Labeled point records

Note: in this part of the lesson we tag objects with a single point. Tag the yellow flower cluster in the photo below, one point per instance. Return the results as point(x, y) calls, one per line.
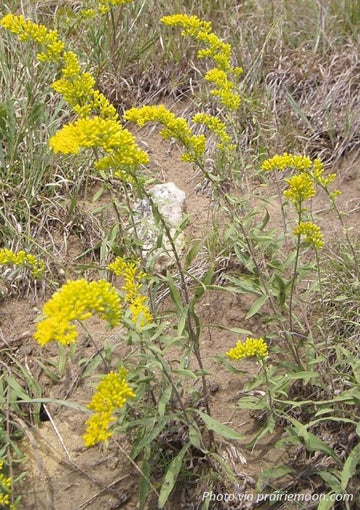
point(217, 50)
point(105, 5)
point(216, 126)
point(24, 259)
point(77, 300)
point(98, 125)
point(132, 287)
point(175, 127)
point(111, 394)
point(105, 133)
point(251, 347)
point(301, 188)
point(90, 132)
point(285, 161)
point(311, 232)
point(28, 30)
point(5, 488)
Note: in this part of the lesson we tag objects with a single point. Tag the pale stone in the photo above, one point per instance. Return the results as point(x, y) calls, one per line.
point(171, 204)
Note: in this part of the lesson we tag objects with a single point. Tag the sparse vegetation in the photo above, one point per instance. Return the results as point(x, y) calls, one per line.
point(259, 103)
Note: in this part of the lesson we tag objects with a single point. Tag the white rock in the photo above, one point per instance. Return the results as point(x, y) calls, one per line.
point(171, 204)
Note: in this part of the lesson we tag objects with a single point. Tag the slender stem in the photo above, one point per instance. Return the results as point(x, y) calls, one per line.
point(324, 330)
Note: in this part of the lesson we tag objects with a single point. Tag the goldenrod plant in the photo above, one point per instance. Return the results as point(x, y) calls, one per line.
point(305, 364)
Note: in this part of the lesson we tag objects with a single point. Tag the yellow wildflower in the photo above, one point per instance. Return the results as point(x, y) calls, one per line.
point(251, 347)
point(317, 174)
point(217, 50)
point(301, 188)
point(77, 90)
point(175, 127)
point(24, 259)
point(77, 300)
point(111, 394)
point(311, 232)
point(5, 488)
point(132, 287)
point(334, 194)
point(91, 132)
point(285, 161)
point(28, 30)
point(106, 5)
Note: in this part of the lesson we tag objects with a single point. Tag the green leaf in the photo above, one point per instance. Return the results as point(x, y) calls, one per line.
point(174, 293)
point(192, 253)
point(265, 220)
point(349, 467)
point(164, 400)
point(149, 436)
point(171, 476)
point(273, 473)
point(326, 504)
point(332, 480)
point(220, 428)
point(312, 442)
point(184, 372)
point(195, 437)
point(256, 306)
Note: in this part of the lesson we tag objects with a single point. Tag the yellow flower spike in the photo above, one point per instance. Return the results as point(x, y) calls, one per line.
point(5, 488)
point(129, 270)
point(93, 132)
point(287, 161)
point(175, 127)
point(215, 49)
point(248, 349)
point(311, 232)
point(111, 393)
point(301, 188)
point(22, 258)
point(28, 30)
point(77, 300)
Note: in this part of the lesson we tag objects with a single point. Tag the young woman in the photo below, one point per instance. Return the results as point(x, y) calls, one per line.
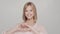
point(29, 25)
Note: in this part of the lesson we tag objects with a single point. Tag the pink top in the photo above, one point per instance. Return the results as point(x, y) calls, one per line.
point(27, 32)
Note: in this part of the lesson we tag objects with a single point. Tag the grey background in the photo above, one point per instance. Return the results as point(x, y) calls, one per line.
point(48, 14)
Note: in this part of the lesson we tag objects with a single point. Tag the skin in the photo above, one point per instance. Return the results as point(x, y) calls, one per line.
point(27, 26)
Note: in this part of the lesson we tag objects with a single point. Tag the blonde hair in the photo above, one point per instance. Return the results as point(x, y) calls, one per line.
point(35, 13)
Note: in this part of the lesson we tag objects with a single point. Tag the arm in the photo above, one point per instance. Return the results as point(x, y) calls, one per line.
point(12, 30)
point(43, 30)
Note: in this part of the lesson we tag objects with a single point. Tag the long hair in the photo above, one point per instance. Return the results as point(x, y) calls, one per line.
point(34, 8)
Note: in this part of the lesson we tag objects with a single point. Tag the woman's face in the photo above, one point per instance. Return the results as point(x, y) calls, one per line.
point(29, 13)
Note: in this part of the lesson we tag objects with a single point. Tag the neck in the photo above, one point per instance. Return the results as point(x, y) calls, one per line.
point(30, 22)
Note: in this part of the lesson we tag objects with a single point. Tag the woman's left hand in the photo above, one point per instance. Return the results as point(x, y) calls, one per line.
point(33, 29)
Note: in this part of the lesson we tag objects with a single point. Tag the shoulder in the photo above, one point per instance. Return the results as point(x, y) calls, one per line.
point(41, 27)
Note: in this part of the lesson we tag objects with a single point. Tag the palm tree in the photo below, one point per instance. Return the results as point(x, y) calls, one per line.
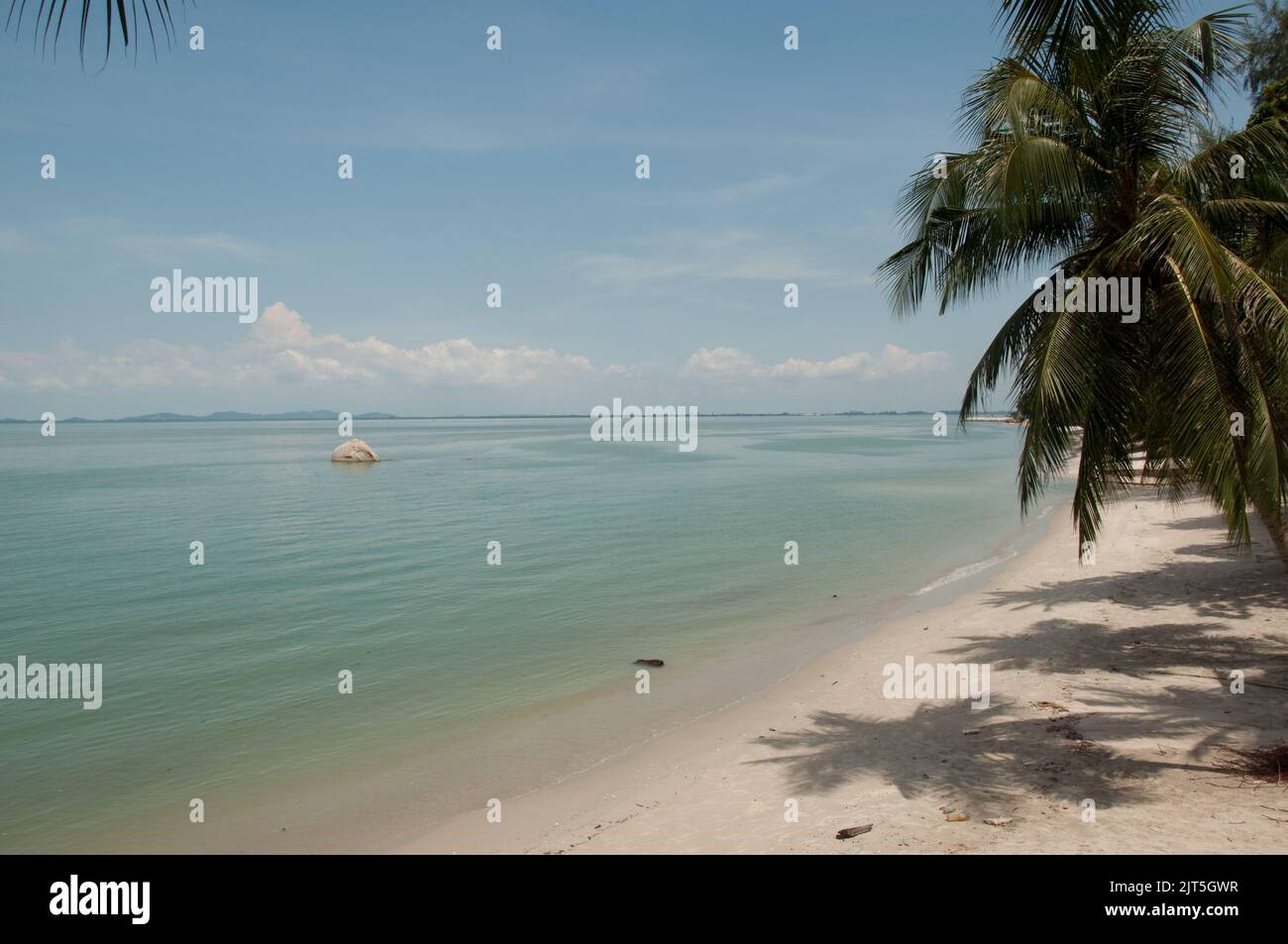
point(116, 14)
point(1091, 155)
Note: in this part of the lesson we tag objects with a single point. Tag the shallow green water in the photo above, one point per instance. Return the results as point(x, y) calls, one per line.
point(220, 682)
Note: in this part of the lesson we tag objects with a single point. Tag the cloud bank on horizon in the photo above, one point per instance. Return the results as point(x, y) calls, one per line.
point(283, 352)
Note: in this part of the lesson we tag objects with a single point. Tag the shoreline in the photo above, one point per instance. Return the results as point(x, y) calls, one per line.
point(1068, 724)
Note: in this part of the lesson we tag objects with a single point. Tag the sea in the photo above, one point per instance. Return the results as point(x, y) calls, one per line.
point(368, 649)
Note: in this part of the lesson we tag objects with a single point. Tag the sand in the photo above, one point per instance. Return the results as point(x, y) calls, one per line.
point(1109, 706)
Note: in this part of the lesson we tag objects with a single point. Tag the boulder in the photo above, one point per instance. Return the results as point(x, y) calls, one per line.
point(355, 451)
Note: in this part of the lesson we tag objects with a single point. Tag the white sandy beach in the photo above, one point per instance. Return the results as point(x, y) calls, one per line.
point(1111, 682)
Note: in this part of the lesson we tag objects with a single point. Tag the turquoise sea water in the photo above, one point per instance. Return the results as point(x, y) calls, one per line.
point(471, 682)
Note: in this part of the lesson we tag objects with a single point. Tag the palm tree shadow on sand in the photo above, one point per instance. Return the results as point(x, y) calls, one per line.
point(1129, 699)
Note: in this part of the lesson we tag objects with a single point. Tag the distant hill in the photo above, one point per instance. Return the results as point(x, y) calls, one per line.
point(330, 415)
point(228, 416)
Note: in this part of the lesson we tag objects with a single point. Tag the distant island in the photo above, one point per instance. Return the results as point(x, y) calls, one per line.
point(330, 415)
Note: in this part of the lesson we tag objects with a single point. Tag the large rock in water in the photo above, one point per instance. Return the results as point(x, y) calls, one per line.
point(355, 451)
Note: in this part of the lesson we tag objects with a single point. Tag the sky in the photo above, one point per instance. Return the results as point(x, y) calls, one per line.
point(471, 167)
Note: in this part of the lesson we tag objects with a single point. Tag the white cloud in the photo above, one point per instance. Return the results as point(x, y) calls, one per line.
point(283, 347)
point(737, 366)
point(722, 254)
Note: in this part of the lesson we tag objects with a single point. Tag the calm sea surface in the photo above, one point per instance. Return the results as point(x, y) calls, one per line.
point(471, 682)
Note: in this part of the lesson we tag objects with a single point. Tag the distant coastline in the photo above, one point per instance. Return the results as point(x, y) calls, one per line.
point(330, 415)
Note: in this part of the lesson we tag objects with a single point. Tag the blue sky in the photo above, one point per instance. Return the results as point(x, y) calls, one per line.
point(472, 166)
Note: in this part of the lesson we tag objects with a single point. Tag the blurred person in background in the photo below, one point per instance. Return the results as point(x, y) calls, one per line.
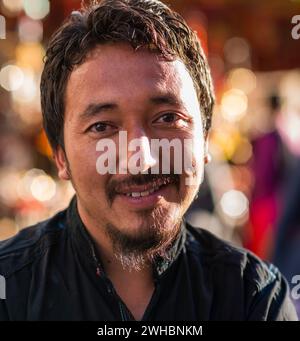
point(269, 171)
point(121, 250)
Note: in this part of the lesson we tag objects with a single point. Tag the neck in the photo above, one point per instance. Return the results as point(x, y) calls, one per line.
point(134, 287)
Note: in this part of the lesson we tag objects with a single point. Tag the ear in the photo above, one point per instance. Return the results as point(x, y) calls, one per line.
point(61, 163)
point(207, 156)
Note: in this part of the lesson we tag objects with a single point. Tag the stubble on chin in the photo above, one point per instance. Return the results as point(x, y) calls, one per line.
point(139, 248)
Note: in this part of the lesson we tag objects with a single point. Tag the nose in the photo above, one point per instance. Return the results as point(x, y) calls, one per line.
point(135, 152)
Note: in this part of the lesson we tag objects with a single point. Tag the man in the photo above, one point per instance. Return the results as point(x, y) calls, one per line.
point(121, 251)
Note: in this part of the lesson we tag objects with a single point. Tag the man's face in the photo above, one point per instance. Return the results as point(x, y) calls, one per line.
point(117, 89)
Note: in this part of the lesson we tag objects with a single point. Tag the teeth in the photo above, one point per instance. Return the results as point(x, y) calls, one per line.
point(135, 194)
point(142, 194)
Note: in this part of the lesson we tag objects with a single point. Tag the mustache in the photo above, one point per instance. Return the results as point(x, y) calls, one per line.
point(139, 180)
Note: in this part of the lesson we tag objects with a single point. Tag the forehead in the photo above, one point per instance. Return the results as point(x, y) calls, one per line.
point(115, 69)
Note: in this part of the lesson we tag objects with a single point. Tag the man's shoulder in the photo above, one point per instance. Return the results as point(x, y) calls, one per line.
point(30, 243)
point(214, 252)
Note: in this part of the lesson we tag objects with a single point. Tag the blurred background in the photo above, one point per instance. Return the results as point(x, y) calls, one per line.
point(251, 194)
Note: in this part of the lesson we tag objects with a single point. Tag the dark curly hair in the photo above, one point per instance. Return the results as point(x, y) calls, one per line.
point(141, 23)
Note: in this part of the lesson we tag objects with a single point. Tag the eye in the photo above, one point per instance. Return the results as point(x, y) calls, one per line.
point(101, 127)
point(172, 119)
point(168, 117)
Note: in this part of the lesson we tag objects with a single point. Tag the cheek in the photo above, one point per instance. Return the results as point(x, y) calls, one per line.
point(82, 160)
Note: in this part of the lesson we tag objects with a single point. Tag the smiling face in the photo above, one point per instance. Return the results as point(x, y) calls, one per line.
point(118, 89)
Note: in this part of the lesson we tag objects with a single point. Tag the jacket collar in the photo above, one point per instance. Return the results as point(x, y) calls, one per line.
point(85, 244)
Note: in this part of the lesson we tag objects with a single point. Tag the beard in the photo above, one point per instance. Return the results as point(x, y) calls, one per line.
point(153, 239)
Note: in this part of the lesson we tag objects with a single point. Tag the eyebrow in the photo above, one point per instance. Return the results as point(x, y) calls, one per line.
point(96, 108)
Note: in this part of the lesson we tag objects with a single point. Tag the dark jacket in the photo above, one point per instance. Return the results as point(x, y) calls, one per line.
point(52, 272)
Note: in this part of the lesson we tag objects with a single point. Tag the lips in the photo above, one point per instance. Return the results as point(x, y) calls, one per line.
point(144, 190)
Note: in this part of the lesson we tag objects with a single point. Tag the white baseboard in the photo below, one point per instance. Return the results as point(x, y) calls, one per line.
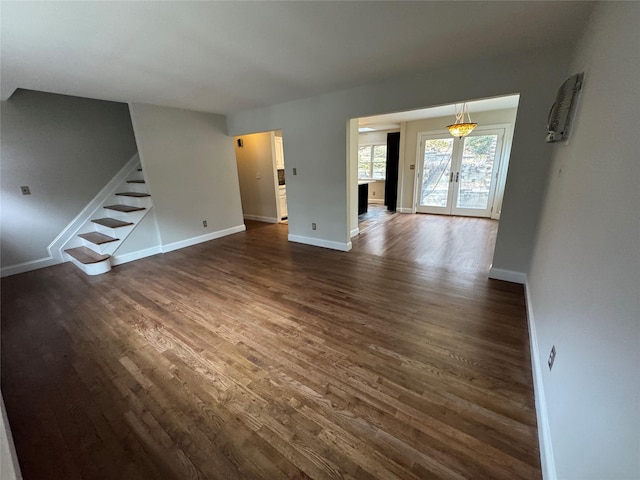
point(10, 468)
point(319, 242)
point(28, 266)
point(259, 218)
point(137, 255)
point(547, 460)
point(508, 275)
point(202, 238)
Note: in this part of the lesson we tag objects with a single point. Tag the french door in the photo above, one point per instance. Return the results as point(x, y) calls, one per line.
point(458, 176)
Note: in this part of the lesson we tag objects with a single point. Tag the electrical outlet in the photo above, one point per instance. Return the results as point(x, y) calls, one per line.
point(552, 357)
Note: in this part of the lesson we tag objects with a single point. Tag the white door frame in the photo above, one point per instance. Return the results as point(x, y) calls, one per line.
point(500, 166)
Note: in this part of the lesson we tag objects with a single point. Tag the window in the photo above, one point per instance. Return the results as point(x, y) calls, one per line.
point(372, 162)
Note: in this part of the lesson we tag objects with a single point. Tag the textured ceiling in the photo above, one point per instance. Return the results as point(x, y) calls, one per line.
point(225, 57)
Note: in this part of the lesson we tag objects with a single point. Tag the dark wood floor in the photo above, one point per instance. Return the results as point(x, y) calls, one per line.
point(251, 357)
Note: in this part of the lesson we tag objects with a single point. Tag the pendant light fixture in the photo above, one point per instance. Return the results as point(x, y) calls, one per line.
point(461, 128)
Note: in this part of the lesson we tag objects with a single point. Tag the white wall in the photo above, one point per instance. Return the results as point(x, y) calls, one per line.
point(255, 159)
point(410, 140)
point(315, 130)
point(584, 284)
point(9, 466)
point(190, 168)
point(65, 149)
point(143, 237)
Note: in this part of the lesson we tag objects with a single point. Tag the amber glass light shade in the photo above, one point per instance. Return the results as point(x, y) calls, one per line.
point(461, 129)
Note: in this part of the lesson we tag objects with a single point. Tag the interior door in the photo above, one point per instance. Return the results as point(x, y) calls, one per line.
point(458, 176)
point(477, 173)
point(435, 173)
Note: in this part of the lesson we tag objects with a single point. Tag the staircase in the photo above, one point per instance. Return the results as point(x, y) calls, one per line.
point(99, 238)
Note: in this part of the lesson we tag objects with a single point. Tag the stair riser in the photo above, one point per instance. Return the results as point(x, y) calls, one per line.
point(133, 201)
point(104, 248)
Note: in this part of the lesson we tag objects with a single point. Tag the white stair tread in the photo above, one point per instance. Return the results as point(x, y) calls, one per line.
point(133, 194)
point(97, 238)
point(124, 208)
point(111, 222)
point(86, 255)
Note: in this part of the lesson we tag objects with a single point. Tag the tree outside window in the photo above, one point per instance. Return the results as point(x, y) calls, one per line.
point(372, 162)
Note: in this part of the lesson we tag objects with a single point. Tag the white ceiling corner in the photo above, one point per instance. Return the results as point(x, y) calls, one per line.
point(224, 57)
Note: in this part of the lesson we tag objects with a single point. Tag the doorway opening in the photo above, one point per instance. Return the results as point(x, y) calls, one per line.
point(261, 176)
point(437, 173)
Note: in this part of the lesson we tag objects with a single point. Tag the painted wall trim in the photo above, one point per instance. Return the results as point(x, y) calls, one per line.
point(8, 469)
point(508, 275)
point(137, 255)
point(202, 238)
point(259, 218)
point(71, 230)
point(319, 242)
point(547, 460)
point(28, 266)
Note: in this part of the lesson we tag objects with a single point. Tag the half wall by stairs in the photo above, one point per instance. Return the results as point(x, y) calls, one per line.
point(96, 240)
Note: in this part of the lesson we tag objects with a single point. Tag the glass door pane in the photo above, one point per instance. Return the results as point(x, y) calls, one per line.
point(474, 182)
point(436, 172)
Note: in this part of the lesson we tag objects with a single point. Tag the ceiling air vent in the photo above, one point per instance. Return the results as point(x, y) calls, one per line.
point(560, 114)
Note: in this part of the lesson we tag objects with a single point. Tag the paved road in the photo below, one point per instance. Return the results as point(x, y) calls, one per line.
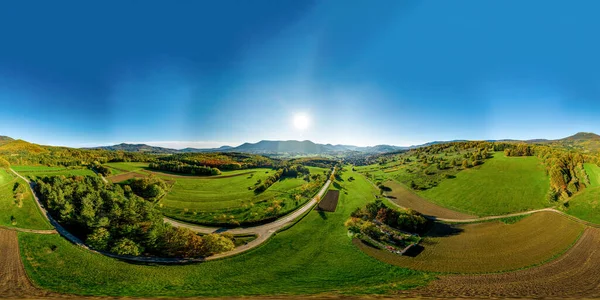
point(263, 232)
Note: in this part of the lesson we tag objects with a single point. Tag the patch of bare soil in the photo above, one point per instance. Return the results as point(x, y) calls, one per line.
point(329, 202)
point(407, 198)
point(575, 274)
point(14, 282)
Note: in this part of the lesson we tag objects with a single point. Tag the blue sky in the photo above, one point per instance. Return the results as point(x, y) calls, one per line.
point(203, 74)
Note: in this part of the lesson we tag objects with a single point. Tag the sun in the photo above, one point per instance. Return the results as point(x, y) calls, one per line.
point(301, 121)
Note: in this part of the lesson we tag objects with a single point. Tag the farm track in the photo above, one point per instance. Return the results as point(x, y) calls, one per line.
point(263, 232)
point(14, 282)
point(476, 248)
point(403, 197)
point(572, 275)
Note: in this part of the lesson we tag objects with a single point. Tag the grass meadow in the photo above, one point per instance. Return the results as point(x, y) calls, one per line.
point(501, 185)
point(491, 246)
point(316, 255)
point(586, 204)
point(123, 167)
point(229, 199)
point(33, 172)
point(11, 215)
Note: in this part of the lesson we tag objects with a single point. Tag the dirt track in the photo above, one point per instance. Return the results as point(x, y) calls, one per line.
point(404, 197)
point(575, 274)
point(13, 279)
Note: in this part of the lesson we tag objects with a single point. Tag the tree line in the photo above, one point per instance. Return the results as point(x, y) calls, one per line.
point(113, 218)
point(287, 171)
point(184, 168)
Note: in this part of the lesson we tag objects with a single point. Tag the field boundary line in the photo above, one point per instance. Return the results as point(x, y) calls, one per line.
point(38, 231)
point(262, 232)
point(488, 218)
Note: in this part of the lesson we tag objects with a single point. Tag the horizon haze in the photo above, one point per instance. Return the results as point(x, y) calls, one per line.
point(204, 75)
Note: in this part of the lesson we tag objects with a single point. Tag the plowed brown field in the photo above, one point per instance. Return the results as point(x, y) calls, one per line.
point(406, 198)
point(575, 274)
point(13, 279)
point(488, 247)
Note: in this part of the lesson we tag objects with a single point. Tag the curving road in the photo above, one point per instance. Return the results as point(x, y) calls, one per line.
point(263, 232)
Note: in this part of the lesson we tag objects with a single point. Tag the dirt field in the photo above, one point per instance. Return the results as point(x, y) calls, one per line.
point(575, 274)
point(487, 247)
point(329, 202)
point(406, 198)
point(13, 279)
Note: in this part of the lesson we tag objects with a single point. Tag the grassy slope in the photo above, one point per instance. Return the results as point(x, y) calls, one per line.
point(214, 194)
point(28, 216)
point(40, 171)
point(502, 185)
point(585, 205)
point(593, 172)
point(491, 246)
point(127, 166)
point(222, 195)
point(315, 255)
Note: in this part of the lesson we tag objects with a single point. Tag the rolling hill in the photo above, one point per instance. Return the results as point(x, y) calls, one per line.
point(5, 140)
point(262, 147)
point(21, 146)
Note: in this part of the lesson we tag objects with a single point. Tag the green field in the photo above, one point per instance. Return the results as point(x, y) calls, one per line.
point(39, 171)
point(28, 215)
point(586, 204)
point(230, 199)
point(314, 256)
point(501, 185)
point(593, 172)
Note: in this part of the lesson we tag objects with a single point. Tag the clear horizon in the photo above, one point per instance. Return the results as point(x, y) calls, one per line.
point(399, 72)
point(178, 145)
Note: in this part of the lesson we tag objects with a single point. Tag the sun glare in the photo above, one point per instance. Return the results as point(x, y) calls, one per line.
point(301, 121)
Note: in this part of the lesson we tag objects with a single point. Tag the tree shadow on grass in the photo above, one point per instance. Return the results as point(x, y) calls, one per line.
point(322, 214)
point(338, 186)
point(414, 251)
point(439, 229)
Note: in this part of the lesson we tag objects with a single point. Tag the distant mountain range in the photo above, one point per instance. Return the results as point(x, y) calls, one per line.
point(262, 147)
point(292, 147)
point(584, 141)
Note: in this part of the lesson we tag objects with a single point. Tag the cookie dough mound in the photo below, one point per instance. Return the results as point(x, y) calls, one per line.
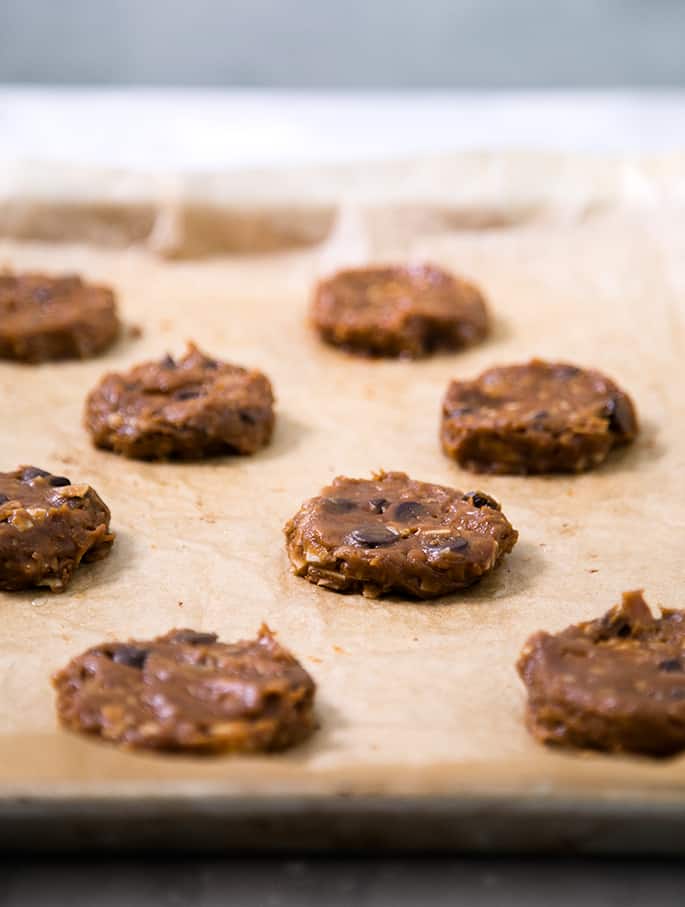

* [EXERCISE DETAILS]
Copy the lines of the data starting at the line that contains "Tag the rolling" and ending at the line that contains "point(21, 146)", request line included. In the point answers, multiply each x and y coordinate by 1.95 and round it to a whole number, with halves rounded up.

* [RESULT OF THE EXERCISE]
Note: in this part of the lesson we tag objects with a single point. Tag the rolling hill in the photo above, one point per instance. Return the results as point(x, y) calls, one per line.
point(10, 273)
point(511, 287)
point(41, 285)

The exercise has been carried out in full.